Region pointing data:
>>>

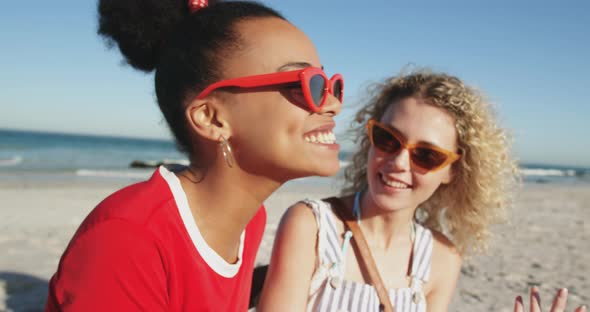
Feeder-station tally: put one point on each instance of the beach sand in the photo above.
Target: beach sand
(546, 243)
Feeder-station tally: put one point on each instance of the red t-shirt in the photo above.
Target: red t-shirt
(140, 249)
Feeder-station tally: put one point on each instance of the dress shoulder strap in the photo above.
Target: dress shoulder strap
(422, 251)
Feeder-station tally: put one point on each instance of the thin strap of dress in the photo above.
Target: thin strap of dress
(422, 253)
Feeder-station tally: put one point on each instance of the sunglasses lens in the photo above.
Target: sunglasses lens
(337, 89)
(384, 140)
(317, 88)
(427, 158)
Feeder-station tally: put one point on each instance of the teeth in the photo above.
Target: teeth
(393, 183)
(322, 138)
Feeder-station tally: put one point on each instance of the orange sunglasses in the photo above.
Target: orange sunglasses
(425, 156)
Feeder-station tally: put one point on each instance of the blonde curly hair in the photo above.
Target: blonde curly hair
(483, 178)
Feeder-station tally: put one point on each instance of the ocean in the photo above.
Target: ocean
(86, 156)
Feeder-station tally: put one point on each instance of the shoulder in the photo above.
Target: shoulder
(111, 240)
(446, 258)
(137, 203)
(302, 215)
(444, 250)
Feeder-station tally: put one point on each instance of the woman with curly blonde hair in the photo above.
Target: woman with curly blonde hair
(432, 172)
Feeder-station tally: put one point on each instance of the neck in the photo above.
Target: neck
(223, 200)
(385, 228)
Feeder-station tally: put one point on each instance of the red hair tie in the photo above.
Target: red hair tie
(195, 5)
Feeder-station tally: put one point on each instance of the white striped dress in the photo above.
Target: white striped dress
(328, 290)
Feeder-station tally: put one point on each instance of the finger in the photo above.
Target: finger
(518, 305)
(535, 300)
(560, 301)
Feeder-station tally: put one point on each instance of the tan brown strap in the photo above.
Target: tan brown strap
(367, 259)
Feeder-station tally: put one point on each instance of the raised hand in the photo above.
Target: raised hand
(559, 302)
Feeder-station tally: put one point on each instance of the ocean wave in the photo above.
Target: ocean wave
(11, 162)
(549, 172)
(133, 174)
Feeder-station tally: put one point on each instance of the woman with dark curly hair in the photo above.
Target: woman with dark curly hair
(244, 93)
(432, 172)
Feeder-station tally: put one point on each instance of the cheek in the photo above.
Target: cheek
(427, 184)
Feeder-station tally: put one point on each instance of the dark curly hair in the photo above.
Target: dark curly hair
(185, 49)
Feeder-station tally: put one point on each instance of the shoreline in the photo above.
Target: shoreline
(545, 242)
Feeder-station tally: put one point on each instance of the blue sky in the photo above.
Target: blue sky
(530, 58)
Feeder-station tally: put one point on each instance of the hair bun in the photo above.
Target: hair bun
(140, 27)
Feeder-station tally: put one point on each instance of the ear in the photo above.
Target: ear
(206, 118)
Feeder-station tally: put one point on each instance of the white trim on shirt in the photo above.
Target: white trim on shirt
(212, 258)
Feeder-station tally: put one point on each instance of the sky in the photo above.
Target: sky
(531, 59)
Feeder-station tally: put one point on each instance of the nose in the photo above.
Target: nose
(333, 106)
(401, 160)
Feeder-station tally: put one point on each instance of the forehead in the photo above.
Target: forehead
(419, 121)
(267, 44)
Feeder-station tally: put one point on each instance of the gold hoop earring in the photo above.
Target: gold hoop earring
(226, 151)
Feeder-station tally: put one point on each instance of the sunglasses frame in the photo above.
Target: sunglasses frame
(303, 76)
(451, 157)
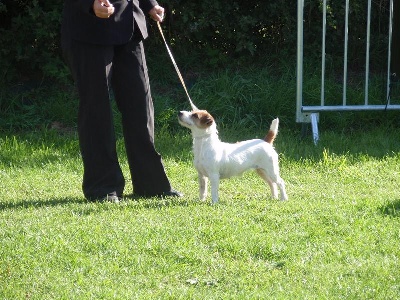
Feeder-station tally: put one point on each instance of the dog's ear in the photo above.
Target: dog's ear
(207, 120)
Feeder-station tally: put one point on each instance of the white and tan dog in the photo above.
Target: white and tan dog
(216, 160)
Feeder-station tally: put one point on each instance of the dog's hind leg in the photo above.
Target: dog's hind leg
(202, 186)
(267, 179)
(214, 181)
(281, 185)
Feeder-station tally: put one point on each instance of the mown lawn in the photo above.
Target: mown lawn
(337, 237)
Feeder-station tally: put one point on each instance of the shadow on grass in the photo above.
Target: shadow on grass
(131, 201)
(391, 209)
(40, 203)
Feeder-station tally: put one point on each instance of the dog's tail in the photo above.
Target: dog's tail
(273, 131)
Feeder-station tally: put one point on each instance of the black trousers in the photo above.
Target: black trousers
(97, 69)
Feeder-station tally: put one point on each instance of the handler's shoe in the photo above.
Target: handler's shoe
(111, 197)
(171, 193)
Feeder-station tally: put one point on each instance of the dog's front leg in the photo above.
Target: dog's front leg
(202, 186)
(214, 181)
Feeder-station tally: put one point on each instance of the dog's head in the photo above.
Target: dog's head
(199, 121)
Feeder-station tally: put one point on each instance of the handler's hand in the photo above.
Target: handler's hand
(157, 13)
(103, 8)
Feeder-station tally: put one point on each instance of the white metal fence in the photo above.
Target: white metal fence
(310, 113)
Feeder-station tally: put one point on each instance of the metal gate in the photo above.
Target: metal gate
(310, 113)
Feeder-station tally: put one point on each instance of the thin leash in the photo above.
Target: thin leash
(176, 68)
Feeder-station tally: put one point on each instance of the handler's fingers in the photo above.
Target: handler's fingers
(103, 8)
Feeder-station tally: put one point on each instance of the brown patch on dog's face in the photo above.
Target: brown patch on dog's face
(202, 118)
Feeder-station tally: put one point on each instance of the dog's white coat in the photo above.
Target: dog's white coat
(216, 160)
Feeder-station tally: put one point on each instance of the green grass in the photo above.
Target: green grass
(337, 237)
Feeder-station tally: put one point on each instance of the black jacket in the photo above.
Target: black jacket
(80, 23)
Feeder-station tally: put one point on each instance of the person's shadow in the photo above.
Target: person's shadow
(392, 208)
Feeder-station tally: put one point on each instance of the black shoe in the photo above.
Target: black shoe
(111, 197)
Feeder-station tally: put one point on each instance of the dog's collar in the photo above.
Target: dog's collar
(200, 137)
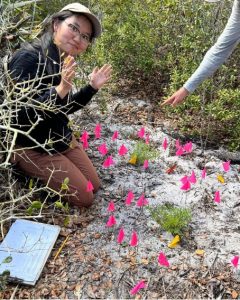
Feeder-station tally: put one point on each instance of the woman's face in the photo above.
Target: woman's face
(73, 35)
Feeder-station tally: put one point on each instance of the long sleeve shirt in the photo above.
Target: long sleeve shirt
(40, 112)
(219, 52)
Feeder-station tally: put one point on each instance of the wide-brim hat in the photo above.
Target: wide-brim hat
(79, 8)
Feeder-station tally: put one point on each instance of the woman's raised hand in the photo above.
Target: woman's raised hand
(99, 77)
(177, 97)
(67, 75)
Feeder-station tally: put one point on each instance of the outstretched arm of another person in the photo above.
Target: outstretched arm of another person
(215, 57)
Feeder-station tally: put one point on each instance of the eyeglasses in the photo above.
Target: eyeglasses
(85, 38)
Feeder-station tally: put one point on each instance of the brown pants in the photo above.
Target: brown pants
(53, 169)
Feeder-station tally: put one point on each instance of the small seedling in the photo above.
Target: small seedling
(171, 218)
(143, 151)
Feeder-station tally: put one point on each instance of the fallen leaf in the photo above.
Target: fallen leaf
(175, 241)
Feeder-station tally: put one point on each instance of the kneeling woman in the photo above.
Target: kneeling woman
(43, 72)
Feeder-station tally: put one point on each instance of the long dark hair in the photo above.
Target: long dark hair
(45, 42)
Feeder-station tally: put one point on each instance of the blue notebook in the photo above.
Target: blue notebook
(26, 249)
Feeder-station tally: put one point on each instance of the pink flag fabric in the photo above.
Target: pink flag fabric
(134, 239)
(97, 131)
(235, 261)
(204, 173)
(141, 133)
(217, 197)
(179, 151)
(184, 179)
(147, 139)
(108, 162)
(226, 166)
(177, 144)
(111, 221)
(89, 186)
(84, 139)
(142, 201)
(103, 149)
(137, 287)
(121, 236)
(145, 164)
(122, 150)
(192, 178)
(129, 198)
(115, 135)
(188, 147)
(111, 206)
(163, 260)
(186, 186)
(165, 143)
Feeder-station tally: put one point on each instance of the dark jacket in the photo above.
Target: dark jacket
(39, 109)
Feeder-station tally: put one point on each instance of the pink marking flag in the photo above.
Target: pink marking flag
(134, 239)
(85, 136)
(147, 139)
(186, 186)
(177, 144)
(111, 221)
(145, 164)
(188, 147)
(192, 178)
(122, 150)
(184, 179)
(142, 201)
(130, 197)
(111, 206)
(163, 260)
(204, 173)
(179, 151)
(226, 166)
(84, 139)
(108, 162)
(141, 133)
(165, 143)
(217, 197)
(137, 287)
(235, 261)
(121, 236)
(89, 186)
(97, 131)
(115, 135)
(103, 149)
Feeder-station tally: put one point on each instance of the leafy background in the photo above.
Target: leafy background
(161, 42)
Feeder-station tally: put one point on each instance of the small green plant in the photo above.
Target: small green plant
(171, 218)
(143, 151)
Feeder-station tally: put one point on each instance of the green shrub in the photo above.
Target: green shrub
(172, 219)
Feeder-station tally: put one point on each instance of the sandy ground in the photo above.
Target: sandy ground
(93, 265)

<<<
>>>

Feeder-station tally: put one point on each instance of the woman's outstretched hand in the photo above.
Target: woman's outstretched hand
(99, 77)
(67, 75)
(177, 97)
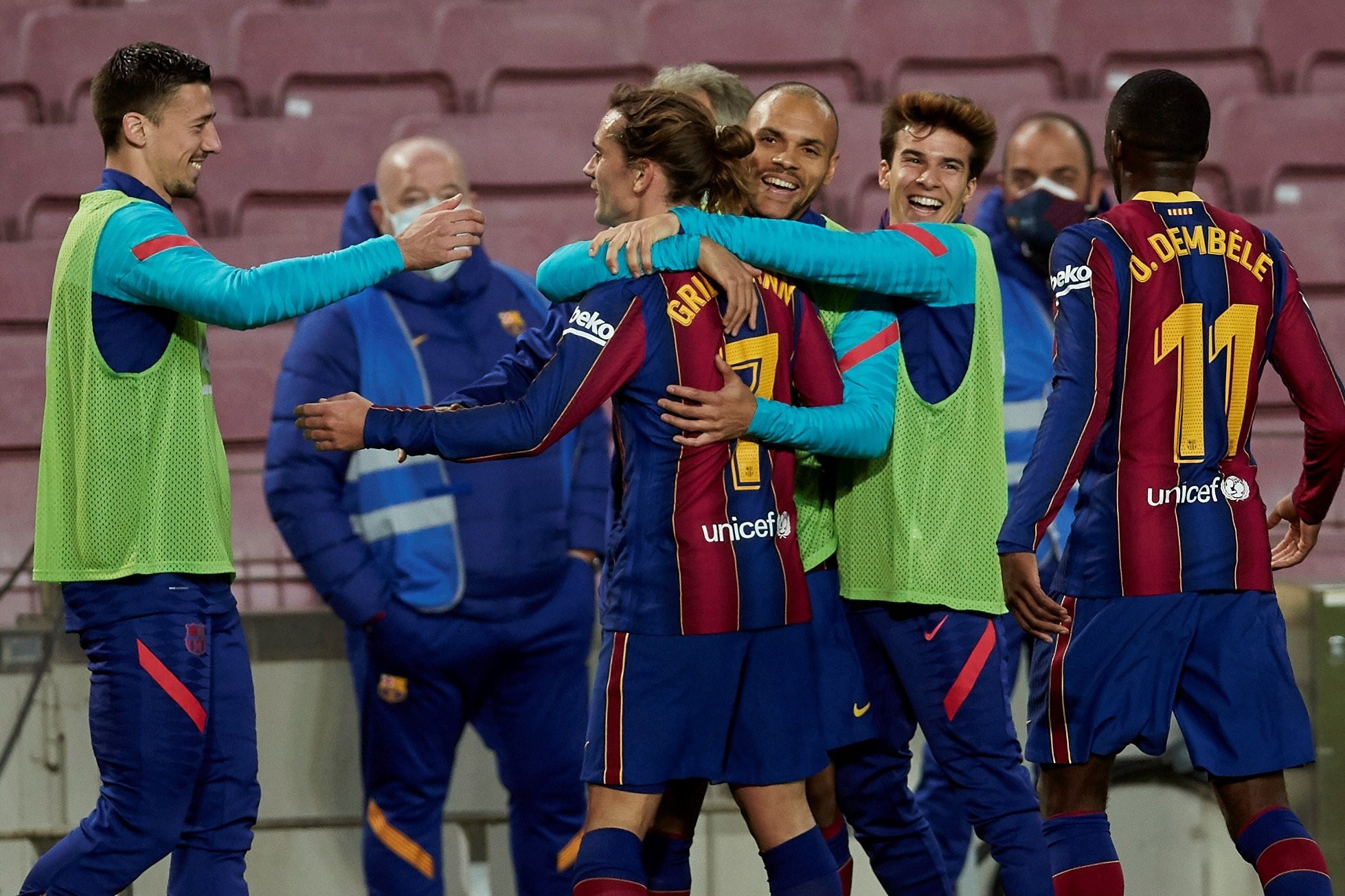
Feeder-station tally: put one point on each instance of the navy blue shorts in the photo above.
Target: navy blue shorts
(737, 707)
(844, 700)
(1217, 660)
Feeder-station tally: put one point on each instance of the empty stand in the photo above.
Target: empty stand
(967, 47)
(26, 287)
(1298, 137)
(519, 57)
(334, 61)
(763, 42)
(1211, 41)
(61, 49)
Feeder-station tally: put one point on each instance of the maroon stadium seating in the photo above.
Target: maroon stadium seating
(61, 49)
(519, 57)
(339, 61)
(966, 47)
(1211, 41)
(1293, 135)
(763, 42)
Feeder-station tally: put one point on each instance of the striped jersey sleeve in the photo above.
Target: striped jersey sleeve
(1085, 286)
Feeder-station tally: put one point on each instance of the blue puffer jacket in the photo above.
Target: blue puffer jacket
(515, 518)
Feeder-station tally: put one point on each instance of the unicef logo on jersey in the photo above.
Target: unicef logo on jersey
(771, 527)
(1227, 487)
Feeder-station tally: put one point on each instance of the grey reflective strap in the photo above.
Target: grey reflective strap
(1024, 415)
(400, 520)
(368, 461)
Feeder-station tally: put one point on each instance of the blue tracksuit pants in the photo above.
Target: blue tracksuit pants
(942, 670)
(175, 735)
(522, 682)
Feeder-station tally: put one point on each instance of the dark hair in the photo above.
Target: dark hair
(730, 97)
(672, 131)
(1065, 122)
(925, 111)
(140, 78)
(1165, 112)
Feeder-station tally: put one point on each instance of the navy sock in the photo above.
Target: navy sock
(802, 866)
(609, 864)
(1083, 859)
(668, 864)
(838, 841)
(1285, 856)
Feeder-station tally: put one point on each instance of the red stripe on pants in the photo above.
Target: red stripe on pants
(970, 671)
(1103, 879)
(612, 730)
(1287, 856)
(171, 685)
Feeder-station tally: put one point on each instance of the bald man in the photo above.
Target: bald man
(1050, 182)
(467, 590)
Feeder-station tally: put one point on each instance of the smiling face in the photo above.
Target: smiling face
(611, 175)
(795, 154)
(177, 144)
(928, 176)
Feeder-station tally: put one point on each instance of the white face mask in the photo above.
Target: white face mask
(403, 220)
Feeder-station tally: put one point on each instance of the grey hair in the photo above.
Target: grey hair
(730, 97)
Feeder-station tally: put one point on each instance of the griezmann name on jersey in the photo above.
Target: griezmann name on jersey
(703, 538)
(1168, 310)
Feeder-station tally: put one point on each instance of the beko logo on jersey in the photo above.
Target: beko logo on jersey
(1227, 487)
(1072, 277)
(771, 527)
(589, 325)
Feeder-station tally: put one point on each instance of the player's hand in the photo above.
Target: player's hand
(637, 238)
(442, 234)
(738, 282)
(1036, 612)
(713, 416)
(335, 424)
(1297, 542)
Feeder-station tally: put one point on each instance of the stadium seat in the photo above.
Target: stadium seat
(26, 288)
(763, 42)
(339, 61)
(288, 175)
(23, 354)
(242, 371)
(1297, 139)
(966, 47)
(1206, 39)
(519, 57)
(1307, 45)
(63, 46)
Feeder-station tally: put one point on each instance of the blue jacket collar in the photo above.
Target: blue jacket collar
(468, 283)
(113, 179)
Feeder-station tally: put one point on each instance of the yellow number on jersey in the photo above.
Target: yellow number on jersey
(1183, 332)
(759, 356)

<<<
>>>

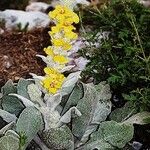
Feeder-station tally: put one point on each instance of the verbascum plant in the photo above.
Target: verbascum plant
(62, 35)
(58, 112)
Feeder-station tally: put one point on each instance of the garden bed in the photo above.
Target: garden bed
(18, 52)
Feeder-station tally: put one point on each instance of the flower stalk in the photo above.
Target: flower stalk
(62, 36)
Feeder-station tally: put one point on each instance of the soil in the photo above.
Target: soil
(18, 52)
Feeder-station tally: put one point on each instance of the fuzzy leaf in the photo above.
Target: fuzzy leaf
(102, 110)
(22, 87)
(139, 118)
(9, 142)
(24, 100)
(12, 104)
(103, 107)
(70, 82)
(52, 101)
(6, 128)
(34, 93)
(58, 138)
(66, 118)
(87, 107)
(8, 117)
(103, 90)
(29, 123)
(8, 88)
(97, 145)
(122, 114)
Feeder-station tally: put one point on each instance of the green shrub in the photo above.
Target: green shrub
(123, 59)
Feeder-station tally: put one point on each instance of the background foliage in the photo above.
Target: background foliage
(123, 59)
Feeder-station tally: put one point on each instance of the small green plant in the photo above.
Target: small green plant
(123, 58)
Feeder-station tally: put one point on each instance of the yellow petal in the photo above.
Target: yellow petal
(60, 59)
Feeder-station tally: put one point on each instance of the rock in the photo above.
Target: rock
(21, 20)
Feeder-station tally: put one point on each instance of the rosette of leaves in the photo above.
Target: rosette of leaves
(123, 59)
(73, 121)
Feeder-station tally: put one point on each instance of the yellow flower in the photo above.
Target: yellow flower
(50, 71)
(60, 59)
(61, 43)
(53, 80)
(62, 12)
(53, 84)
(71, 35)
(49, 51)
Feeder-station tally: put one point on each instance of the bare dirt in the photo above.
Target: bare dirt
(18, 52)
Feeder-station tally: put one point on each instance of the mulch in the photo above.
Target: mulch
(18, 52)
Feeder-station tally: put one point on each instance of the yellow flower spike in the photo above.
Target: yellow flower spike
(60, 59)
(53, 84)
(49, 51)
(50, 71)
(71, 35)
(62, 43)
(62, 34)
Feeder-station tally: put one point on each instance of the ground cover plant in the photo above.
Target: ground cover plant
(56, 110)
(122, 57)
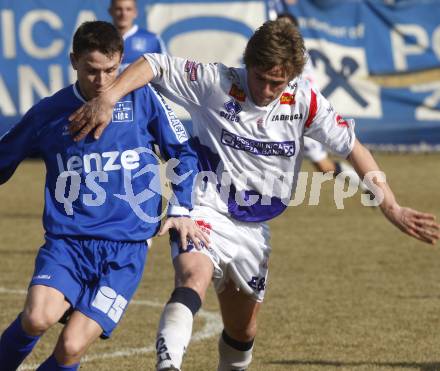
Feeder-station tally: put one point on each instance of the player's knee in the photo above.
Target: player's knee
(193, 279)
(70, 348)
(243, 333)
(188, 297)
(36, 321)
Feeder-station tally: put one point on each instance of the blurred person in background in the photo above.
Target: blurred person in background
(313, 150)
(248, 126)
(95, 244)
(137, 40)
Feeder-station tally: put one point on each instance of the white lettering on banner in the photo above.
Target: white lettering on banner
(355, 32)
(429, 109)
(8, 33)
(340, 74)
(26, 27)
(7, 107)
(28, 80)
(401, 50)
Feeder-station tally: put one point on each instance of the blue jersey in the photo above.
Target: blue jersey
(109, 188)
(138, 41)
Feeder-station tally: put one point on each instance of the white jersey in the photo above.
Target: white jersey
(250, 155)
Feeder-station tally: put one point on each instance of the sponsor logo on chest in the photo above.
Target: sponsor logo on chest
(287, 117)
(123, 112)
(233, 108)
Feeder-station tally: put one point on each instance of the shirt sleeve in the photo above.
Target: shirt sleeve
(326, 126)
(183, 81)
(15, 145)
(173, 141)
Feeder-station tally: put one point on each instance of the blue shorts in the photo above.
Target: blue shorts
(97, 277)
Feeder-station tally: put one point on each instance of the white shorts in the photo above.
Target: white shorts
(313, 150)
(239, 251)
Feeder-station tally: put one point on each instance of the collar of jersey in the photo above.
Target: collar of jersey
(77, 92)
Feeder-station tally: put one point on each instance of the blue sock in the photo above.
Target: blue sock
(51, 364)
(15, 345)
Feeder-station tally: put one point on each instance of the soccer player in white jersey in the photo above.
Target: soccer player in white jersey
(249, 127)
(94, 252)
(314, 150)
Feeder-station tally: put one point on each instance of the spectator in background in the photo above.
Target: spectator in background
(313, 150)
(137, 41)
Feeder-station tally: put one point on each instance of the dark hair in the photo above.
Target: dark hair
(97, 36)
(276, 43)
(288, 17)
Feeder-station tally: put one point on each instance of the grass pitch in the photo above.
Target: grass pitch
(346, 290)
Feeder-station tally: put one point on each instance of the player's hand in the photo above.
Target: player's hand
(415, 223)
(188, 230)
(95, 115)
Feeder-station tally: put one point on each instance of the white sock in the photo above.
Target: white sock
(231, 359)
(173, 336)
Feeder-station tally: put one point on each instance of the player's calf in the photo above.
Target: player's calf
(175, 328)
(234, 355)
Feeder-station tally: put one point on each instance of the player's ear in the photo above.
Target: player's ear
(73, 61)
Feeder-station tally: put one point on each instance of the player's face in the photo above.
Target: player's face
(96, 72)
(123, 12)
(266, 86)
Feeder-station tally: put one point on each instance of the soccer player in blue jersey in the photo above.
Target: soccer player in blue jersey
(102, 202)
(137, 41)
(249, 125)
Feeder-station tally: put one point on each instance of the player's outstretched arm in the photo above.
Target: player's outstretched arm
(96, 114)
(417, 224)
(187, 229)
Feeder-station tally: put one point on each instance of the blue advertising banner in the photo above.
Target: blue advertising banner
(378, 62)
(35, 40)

<<<

What this task involves: From the data above, output exactly the lines between the one containing "Target: long dark hair" and the one containing "fabric in the photo above.", counting both of them.

Reply:
Target: long dark hair
(45, 42)
Feeder-station tally: put one point on each instance of the blue notebook in the photo above.
Target: blue notebook
(26, 249)
Feeder-station tally: put one point on each instance of the pink flag fabric in the photo above.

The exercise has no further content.